__Prompt__.
Print the line that contains "Might I ask you to indicate the jacket collar" and every line after it through the last line of the records below, exactly as written and nothing else.

+-------+

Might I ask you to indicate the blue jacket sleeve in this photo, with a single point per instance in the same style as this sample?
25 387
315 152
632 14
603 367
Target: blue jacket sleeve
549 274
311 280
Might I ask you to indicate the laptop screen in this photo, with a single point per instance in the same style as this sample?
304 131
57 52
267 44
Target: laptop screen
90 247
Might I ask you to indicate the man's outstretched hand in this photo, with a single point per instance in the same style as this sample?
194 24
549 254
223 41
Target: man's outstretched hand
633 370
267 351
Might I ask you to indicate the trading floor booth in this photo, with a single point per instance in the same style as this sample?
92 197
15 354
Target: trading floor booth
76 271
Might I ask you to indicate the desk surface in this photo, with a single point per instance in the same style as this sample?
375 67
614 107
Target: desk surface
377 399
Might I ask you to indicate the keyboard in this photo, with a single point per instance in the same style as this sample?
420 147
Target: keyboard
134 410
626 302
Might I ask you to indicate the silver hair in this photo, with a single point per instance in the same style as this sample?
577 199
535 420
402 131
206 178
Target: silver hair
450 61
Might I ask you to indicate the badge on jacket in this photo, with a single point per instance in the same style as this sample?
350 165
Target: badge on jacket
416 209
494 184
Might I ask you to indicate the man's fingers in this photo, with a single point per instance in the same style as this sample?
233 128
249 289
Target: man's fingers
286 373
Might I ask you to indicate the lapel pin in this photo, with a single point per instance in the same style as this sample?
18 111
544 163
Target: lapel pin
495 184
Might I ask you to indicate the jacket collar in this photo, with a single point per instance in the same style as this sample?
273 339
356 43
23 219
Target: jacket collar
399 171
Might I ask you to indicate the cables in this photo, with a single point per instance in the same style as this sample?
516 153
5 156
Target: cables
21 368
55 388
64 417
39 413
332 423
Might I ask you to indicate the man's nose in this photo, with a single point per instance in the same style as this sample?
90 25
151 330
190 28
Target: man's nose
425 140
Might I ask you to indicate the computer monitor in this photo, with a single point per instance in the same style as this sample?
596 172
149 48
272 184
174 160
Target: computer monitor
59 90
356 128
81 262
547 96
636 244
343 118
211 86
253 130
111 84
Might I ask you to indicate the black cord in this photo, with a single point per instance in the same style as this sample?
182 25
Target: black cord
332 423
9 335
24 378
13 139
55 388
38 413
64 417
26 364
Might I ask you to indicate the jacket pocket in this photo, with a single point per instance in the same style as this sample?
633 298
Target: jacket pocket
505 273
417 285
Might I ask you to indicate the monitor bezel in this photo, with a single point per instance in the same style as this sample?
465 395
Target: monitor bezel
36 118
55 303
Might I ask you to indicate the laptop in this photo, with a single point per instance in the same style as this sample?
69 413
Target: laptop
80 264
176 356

+-------+

__Reply to the exercise__.
Might I ask you to indicate the jacket collar in this photo, with a single point per instance in the same style as this sample?
273 339
356 43
23 219
Target: jacket collar
399 171
Might I ask you to indicate the cables in this photo, with a single point per instance in the same style as this sample?
516 153
5 156
Target: cables
21 368
55 388
64 417
39 413
332 423
Might I ask you to indicate the man's nose in this photo, with a single point per instance in the same style as this sample?
90 25
151 330
190 28
Target: man's nose
425 140
Might I ask you to indicate the computer monitor in this photo, with a single point per instance in the same style as this sample?
596 172
149 48
272 184
174 160
Target: computer monitor
59 90
356 128
81 262
547 96
636 244
343 118
211 86
253 130
111 84
Might I ask you to indicate the black cord in this photo, with a single point per instance in the same style as this sample?
182 25
Target: black cord
332 423
9 335
24 378
13 139
55 388
38 413
64 417
26 364
Might I ask you to indicate the jacket pocket in this photo, with a single point per instance in the same style as this sample?
633 298
Target: jacket pocket
505 273
417 285
Might I ask you to indicate the monitor bezel in this photo, with a single point per instance in the same style as this sample?
465 395
Target: monitor bezel
36 118
55 303
Might I ask you to indicate the laptop in this photo, with a single point per instance in the same style as this sample?
69 413
Target: laptop
80 264
176 356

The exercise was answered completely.